Depuis 2017, les étudiantEs boursièrEs Franciliennes peuvent bénéficier d’une aide à la complémentaire santé réhaussée à 200 euros au lieu de 100 comme c’était le cas auparavant.

Sauf que cette aide du Conseil Régional est versée à condition que les ditEs étudiantEs s’affilient à l’opérateur Harmonie Mutuelle, opérateur qui a remporté l’appel à manifestation d’intérêt lancé par la région Ile-de-France par l’entremise de sa présidente, Mme Pécresse. Il importe de préciser qu’Harmonie Mutuelle ne propose pas d’offre de remboursement liée aux préoccupations spécifiques des étudiantEs et n’initie pas d’actions de proximité notamment en terme de prévention IST et VIH/sida. Ces modifications de délivrance de cette aide ne fait actuellement pas l’objet d’informations auprès des lycéenNEs et étudiantEs boursièrEs, pas même une mention dans le guide de l’étudiantE 2018 de manière à ce qu’ils elles puissent se repérer dans les démarches à effectuer une fois entrées à l’université.

▸ Données brutes:
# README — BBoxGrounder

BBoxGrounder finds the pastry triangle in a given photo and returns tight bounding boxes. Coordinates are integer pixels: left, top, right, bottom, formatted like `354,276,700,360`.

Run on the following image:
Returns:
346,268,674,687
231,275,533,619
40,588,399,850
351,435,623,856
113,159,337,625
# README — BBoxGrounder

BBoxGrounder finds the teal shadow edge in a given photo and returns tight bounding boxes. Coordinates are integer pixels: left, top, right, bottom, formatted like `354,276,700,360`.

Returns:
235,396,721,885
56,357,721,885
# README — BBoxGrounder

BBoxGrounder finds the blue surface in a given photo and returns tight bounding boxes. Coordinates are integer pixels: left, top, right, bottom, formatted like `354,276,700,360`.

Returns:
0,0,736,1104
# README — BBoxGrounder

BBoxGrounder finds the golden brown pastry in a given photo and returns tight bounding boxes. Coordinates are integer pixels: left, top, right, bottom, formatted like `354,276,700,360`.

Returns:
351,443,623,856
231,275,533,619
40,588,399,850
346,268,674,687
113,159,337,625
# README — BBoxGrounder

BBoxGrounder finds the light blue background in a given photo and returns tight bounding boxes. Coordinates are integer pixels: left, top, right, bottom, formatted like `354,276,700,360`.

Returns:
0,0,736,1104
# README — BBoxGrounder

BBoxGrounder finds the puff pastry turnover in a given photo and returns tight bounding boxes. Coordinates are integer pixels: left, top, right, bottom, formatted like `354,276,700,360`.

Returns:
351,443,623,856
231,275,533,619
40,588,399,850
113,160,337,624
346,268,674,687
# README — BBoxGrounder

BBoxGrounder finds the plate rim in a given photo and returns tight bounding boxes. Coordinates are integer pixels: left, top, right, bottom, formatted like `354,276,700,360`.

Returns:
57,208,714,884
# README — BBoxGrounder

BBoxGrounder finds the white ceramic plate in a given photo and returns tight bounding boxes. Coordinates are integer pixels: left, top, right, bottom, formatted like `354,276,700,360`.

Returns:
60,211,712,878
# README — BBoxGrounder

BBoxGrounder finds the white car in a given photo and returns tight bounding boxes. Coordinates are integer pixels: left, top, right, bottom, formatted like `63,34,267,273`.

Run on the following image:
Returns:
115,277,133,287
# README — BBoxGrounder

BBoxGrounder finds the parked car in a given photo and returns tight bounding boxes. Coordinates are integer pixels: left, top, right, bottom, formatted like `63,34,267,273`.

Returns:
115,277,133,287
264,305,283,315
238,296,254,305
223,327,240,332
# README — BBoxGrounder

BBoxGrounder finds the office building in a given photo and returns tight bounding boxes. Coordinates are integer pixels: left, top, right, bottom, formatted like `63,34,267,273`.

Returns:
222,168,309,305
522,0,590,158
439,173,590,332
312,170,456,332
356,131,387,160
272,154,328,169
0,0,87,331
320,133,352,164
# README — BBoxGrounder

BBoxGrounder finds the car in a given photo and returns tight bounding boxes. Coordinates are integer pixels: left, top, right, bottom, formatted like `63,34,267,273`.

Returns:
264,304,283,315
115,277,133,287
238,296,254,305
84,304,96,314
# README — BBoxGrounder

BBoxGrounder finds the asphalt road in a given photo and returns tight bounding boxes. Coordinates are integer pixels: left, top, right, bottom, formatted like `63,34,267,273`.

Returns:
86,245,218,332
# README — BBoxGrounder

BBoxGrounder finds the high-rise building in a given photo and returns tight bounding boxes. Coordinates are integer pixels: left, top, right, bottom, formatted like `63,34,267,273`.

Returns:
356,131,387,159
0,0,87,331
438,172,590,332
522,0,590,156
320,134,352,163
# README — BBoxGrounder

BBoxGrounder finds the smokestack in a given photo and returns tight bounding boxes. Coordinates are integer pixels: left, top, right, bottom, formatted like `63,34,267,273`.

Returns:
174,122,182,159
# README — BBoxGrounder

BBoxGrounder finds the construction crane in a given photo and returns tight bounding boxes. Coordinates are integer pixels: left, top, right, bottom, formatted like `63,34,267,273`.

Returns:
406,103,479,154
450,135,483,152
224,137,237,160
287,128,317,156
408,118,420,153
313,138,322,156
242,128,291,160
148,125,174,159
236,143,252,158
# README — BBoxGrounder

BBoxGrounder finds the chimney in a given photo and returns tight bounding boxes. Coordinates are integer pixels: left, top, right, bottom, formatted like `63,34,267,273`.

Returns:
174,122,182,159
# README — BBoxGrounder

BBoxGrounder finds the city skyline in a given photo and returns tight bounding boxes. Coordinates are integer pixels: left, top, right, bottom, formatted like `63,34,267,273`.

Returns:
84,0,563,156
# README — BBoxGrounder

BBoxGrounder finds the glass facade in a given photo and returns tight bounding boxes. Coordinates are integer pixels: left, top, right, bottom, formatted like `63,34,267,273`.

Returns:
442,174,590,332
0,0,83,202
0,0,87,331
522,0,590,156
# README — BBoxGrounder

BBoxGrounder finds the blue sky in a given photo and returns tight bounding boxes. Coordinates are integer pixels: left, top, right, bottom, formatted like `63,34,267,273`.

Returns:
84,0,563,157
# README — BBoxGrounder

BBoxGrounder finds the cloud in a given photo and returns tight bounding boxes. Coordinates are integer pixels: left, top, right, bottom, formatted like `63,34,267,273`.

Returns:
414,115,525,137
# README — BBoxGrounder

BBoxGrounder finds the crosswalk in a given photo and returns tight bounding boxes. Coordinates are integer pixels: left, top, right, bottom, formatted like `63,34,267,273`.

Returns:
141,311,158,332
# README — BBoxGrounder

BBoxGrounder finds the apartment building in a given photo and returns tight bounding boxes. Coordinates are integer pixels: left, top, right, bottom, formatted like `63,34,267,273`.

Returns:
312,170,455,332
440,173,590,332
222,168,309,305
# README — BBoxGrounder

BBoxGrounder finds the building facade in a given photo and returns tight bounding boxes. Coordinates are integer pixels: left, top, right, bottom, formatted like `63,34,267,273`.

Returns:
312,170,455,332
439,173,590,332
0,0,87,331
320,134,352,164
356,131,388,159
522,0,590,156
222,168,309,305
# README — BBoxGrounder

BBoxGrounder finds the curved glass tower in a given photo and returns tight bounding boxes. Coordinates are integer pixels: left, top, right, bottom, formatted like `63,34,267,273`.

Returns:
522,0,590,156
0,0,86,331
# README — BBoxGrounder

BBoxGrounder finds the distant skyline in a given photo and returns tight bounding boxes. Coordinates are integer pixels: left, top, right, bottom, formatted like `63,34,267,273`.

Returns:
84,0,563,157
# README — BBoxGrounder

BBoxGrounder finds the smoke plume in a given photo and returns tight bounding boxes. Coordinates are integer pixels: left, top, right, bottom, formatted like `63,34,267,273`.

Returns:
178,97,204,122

▸ Consigne de l'exercice: D'après l'extrait de texte sur l'aide régionale à la complémentaire santé, à quel opérateur les étudiants boursiers franciliens doivent-ils s'affilier pour recevoir cette aide ? Les enregistrements constituent un matériau distinct de l'extrait de texte.

▸ Réponse à la consigne: À l'opérateur Harmonie Mutuelle.